INSTRUCTIONS TO FOLLOW -
Using the records below, transcribe word for word the stretch from the line that contains "positive clicks: (174, 226)" through the line that contains "negative clicks: (139, 387)", both end lines included, and nothing else.

═══ MATERIAL FOR THIS EXERCISE ═══

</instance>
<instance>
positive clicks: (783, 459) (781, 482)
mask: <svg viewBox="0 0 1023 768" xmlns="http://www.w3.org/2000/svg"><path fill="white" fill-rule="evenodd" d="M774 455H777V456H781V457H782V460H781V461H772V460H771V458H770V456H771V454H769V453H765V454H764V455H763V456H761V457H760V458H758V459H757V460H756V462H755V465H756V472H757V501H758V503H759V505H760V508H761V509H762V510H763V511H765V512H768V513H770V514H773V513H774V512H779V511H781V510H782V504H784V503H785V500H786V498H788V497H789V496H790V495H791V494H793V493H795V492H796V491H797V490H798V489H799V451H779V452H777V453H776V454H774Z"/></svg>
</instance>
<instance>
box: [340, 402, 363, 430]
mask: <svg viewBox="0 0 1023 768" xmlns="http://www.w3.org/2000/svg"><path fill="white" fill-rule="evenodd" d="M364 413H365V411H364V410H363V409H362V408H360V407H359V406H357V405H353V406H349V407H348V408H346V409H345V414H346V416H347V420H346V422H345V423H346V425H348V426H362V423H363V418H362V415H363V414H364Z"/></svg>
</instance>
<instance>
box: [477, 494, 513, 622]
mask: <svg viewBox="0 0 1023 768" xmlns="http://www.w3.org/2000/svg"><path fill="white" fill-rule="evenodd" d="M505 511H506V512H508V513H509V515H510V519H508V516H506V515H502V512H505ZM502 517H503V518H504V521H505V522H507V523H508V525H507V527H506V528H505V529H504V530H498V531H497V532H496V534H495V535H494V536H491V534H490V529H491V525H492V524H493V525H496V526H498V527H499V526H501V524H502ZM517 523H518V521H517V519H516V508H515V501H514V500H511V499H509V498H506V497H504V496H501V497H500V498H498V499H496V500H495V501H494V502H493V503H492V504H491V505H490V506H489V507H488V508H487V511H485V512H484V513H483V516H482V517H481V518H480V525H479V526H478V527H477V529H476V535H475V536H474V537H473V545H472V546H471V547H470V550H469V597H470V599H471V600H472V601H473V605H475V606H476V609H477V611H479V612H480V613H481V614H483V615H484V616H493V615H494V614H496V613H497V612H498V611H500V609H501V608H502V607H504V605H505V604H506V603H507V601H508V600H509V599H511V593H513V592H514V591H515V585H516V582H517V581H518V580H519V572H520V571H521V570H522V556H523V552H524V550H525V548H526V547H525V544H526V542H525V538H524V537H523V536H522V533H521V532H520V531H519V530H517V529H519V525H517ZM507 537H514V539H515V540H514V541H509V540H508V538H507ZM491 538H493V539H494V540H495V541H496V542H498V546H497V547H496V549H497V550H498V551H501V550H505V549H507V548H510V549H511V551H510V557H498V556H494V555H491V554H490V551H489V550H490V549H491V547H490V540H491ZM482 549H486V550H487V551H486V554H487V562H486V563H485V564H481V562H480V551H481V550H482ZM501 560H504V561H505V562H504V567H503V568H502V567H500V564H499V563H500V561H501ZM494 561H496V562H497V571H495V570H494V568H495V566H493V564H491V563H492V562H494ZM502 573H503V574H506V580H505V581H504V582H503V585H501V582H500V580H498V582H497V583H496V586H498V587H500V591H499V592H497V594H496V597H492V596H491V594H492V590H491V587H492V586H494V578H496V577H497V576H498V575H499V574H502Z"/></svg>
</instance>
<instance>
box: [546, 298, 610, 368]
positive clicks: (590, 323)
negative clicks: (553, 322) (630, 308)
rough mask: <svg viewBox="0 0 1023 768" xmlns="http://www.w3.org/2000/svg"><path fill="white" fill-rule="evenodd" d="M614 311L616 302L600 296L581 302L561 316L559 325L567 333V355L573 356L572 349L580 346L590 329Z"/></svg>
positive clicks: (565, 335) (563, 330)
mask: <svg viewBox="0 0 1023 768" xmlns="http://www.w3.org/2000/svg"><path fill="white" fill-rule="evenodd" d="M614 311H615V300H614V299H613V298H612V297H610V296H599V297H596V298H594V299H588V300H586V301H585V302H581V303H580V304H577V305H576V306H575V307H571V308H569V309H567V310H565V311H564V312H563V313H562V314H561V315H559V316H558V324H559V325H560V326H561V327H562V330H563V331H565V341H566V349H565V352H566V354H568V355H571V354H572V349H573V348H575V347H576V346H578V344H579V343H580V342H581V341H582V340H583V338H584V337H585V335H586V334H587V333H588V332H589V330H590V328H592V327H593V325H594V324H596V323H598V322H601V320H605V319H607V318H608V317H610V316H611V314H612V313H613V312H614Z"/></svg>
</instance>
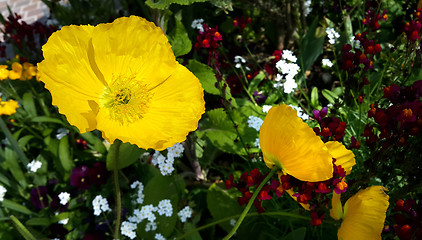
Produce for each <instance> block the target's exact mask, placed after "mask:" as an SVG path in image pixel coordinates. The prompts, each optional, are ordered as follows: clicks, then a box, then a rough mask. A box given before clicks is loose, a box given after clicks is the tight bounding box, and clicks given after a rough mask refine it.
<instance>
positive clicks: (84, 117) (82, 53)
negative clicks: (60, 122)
mask: <svg viewBox="0 0 422 240" xmlns="http://www.w3.org/2000/svg"><path fill="white" fill-rule="evenodd" d="M93 28H94V27H92V26H74V25H72V26H65V27H62V29H61V30H59V31H57V32H55V33H53V34H52V35H51V37H50V38H49V39H48V42H47V43H46V44H45V45H44V46H43V48H42V49H43V55H44V60H43V61H42V62H41V63H39V64H38V70H39V71H40V81H42V82H44V83H45V87H46V88H47V89H48V90H49V91H50V93H51V95H52V99H53V105H57V106H58V108H59V112H60V113H62V114H64V115H65V116H66V118H67V120H68V121H69V123H70V124H72V125H74V126H76V127H77V128H78V129H79V131H80V132H81V133H83V132H86V131H91V130H93V129H95V127H96V126H95V125H96V124H95V117H96V110H97V109H96V104H95V103H96V102H98V98H99V95H100V93H101V92H102V91H103V89H104V84H102V82H101V81H99V79H98V78H97V76H96V74H95V73H94V71H93V70H92V68H91V65H90V60H89V59H90V58H93V57H92V56H89V51H88V49H89V48H90V39H91V35H92V30H93Z"/></svg>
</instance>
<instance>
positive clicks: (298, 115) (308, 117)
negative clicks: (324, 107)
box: [289, 105, 309, 120]
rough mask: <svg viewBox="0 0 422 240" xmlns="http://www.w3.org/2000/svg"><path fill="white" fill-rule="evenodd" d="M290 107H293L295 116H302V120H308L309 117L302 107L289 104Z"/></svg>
mask: <svg viewBox="0 0 422 240" xmlns="http://www.w3.org/2000/svg"><path fill="white" fill-rule="evenodd" d="M289 106H290V107H291V108H293V110H295V111H296V113H297V116H298V117H300V118H302V119H303V120H308V119H309V115H308V114H306V113H304V112H303V109H302V108H301V107H296V106H292V105H289Z"/></svg>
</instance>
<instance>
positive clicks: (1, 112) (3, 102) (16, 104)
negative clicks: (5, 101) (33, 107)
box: [0, 100, 19, 116]
mask: <svg viewBox="0 0 422 240" xmlns="http://www.w3.org/2000/svg"><path fill="white" fill-rule="evenodd" d="M18 107H19V104H18V102H16V101H15V100H9V101H7V102H3V101H1V102H0V116H1V115H12V114H13V113H15V112H16V109H17V108H18Z"/></svg>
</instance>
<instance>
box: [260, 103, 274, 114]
mask: <svg viewBox="0 0 422 240" xmlns="http://www.w3.org/2000/svg"><path fill="white" fill-rule="evenodd" d="M272 107H273V106H271V105H264V106H262V112H264V113H267V112H268V111H270V109H271V108H272Z"/></svg>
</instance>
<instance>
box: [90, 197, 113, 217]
mask: <svg viewBox="0 0 422 240" xmlns="http://www.w3.org/2000/svg"><path fill="white" fill-rule="evenodd" d="M92 206H93V207H94V215H95V216H99V215H100V214H101V212H107V211H111V209H110V207H109V206H108V202H107V199H105V198H103V196H101V195H98V196H96V197H95V198H94V200H92Z"/></svg>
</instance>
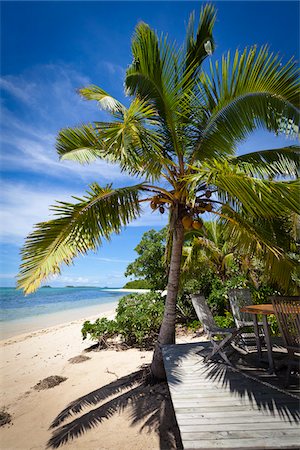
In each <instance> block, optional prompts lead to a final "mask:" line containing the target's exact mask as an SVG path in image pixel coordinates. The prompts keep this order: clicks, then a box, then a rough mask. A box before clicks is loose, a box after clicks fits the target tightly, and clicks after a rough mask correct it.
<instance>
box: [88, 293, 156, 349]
mask: <svg viewBox="0 0 300 450" xmlns="http://www.w3.org/2000/svg"><path fill="white" fill-rule="evenodd" d="M163 313H164V300H163V298H162V297H161V295H160V294H159V293H153V292H151V293H150V292H149V293H147V294H130V295H127V296H125V297H122V298H121V300H120V301H119V304H118V307H117V315H116V319H115V320H108V319H106V318H101V319H97V320H96V322H95V323H91V322H90V321H86V322H84V324H83V327H82V330H81V333H82V336H83V339H86V337H87V336H88V335H89V337H90V339H92V340H95V341H98V342H99V343H100V344H102V345H103V346H105V345H106V344H107V339H109V338H112V337H114V336H116V335H120V336H121V337H122V340H123V342H125V343H126V344H128V345H131V346H137V347H151V346H153V345H154V342H155V340H156V337H157V335H158V332H159V328H160V325H161V322H162V318H163Z"/></svg>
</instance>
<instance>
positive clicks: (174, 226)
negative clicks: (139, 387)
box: [151, 215, 184, 380]
mask: <svg viewBox="0 0 300 450" xmlns="http://www.w3.org/2000/svg"><path fill="white" fill-rule="evenodd" d="M183 239H184V229H183V226H182V222H181V219H180V215H179V217H178V216H177V218H176V221H175V226H174V228H173V242H172V252H171V261H170V269H169V276H168V286H167V298H166V304H165V311H164V317H163V321H162V324H161V327H160V330H159V335H158V338H157V342H156V345H155V349H154V354H153V359H152V363H151V372H152V375H153V376H154V378H156V379H159V380H165V379H166V373H165V368H164V363H163V357H162V350H161V346H162V345H165V344H174V343H175V320H176V300H177V294H178V286H179V276H180V263H181V255H182V246H183Z"/></svg>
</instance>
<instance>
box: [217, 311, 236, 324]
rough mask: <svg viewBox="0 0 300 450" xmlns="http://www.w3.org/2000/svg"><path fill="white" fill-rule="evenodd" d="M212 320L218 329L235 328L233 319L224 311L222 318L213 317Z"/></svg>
mask: <svg viewBox="0 0 300 450" xmlns="http://www.w3.org/2000/svg"><path fill="white" fill-rule="evenodd" d="M214 319H215V322H216V324H217V325H218V327H220V328H233V327H234V326H235V324H234V318H233V316H232V314H231V313H230V312H229V311H225V315H224V316H215V317H214Z"/></svg>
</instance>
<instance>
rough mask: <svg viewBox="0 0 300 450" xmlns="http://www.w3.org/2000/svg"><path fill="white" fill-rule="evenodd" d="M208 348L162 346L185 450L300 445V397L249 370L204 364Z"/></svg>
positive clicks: (172, 393)
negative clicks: (232, 368) (276, 388)
mask: <svg viewBox="0 0 300 450" xmlns="http://www.w3.org/2000/svg"><path fill="white" fill-rule="evenodd" d="M209 346H210V344H209V343H207V342H200V343H198V344H179V345H168V346H165V347H164V348H163V356H164V363H165V368H166V373H167V379H168V385H169V389H170V393H171V398H172V402H173V405H174V410H175V414H176V418H177V423H178V426H179V429H180V434H181V438H182V443H183V447H184V449H185V450H190V449H201V450H204V449H216V448H222V449H239V450H242V449H290V448H294V449H295V448H296V449H300V427H299V421H300V411H299V398H297V396H296V395H295V394H289V393H285V392H284V391H283V390H281V389H276V388H274V387H272V386H270V385H269V384H268V383H266V382H263V381H262V382H260V381H257V380H256V379H255V378H254V377H253V376H252V375H251V373H250V374H249V372H248V374H243V373H241V372H240V371H237V370H235V369H231V368H229V367H228V366H226V365H224V364H222V363H216V362H214V363H212V362H211V363H206V364H205V363H204V362H203V358H202V357H201V354H205V353H206V352H207V351H208V347H209Z"/></svg>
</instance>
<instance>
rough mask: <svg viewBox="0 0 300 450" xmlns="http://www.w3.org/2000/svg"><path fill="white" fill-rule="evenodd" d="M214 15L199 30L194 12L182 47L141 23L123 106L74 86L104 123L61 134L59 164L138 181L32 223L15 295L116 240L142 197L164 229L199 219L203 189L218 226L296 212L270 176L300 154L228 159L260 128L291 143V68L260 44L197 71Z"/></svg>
mask: <svg viewBox="0 0 300 450" xmlns="http://www.w3.org/2000/svg"><path fill="white" fill-rule="evenodd" d="M215 18H216V13H215V9H214V7H213V6H212V5H206V6H204V7H203V8H202V10H201V14H200V19H199V22H198V24H197V26H195V17H194V15H191V18H190V21H189V25H188V28H187V35H186V42H185V44H184V45H183V46H182V47H180V48H179V47H177V46H176V45H175V44H170V43H169V41H168V39H167V38H166V37H164V36H163V35H162V36H161V37H158V35H157V34H156V33H155V32H154V31H153V30H152V29H151V28H150V27H149V26H148V25H146V24H144V23H140V24H138V25H137V27H136V30H135V34H134V36H133V39H132V56H133V61H132V63H131V65H130V66H129V68H128V69H127V72H126V78H125V87H126V92H127V94H128V95H129V96H131V101H130V103H129V106H125V105H123V104H122V103H120V102H119V101H118V100H116V99H114V98H113V97H111V96H110V95H109V94H108V93H107V92H106V91H104V90H103V89H101V88H99V87H97V86H95V85H91V86H87V87H85V88H83V89H81V90H80V94H81V95H82V96H83V97H84V98H85V99H86V100H92V101H97V103H98V105H99V107H100V108H102V109H104V110H106V111H107V112H109V113H110V115H111V117H112V120H111V121H110V122H97V121H95V122H94V123H90V124H86V125H82V126H79V127H74V128H65V129H62V130H61V131H60V132H59V134H58V137H57V143H56V148H57V152H58V154H59V156H60V158H61V159H70V160H74V161H77V162H79V163H82V164H85V163H90V162H92V161H93V160H95V159H98V158H99V159H102V160H104V161H108V162H112V163H117V164H119V165H120V167H121V170H122V171H125V172H126V173H128V174H130V175H133V176H138V177H140V178H142V179H144V180H145V182H144V183H141V184H138V185H136V186H133V187H129V188H124V189H115V190H113V189H112V187H111V186H108V187H106V188H100V187H99V186H98V185H93V186H91V188H90V191H89V192H88V194H87V196H86V197H85V198H82V199H77V202H76V203H64V204H62V203H59V204H57V205H56V206H55V207H54V211H55V214H56V217H55V218H54V219H53V220H50V221H49V222H44V223H41V224H38V225H37V226H36V230H35V231H34V232H33V233H32V234H31V235H29V237H28V238H27V241H26V243H25V245H24V248H23V250H22V257H23V264H22V266H21V272H20V275H19V279H18V287H19V288H22V289H23V290H24V291H25V292H26V293H30V292H33V291H34V290H35V289H36V288H37V287H38V286H39V284H40V283H41V281H42V280H44V279H45V278H46V277H48V276H49V275H51V274H56V273H59V270H60V269H59V267H60V266H61V264H63V263H66V264H70V263H71V261H72V260H73V258H74V257H75V256H77V255H78V254H83V253H85V252H87V251H88V250H89V249H92V250H95V249H96V248H97V247H98V246H99V245H100V244H101V240H102V239H103V238H105V239H109V236H110V235H111V234H112V233H114V232H119V231H120V229H121V227H122V226H124V225H127V224H128V223H129V221H130V220H133V219H134V218H136V217H138V216H139V214H140V211H141V210H140V202H143V201H147V200H149V201H151V202H152V203H151V206H152V207H153V209H158V208H159V206H162V205H164V206H165V207H168V208H169V209H170V213H171V223H172V220H173V219H174V218H176V217H177V218H178V217H179V216H180V214H182V213H184V212H185V211H186V212H188V213H191V214H194V215H197V214H198V213H200V212H203V211H204V206H205V205H207V204H208V199H207V198H205V196H203V192H205V189H207V188H211V190H213V191H214V194H213V197H212V200H211V203H210V204H211V205H213V211H212V212H214V213H216V214H217V215H218V216H220V217H222V218H223V219H224V220H229V221H230V220H231V221H232V220H233V219H232V217H230V215H234V214H242V217H244V216H245V214H250V215H254V216H256V217H262V218H268V219H269V218H274V217H276V216H278V215H280V214H281V213H282V210H284V211H287V210H291V211H294V212H298V198H297V197H298V185H297V182H296V181H294V180H292V179H290V180H289V181H288V182H284V181H282V179H281V178H280V179H272V180H270V179H269V178H268V177H276V176H289V177H290V178H294V177H295V176H296V174H297V172H298V170H299V155H298V152H299V147H298V146H289V147H284V148H280V149H276V150H275V151H274V150H269V151H265V150H264V151H262V152H261V151H258V152H255V150H256V149H253V150H254V151H253V152H252V153H251V154H249V155H248V156H247V155H243V156H242V157H240V156H238V157H237V156H236V155H235V151H236V149H237V146H238V144H239V143H240V142H241V141H242V140H244V139H245V138H246V137H247V136H248V135H249V134H250V133H251V132H252V131H253V130H255V129H257V128H258V127H262V128H264V129H266V130H268V131H272V132H274V133H277V134H279V133H281V134H285V135H287V136H289V138H296V136H297V134H298V126H299V109H298V108H299V79H298V71H297V66H296V63H295V62H294V61H293V60H290V61H288V62H287V63H286V64H282V62H281V60H280V58H279V57H278V56H277V55H274V54H272V53H270V52H269V50H268V48H267V47H265V46H264V47H262V48H257V47H251V48H249V49H245V50H244V51H242V52H239V51H236V52H235V54H234V56H233V57H232V56H231V54H230V53H228V54H227V55H225V56H223V58H222V60H221V62H218V61H217V62H215V63H214V64H213V63H211V64H210V68H209V70H208V71H207V72H203V70H202V63H203V61H204V60H205V58H207V57H208V56H210V54H211V53H212V52H213V50H214V47H215V44H214V39H213V35H212V30H213V26H214V23H215ZM155 182H156V183H157V185H155V186H153V185H152V184H151V183H155ZM199 190H200V194H199ZM198 197H200V201H199V202H198V201H197V198H198ZM201 198H202V200H201ZM201 202H202V203H201ZM201 204H202V206H201ZM203 204H204V206H203ZM224 208H225V209H224ZM226 208H227V209H226ZM176 215H177V216H176ZM178 215H179V216H178ZM226 217H227V219H225V218H226ZM174 220H175V219H174ZM240 226H242V224H241V225H240Z"/></svg>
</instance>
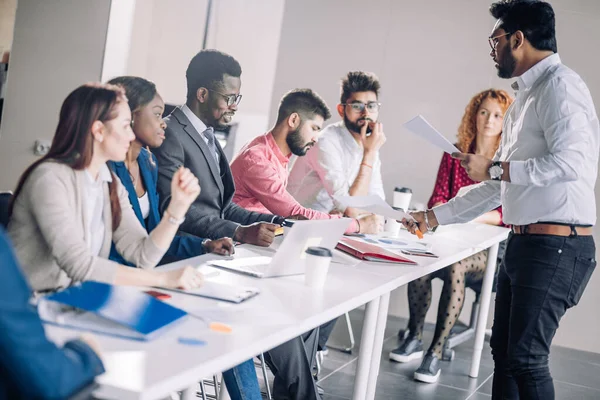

═══

ANSWER TO THIS PROBLEM -
positive clicks: (174, 226)
negative clicks: (139, 387)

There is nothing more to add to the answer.